- [Exercise requirements]
An exact copy of all the data is required, with pictures left out.

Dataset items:
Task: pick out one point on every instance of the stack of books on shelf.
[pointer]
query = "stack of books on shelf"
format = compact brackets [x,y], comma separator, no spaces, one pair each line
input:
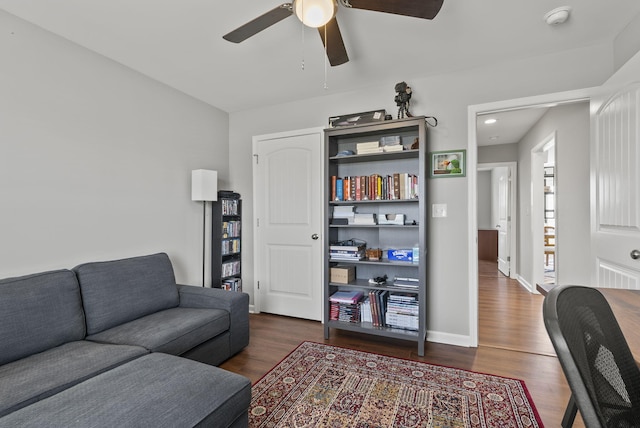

- [The answer]
Task: pick out one point on every instance of the stack of books on shelf.
[pointer]
query = "stack of books on shelf"
format = compact brackets [x,y], comma separator, no spaces, one pair each line
input:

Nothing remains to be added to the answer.